DIRECTIVE:
Reproduce every line of the records below, requests included, and raise each number in the answer coordinates by 116.

MATERIAL FOR THIS TASK:
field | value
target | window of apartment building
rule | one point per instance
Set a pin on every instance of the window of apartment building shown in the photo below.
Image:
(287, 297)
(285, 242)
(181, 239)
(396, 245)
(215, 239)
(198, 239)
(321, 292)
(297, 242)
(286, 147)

COMPLETE RESPONSE:
field | value
target | window of apartment building
rule | one point per instance
Set a pin on every instance of the window of apartment building shown in the photo below.
Image:
(403, 413)
(401, 358)
(297, 355)
(512, 361)
(331, 355)
(314, 355)
(437, 408)
(413, 358)
(402, 263)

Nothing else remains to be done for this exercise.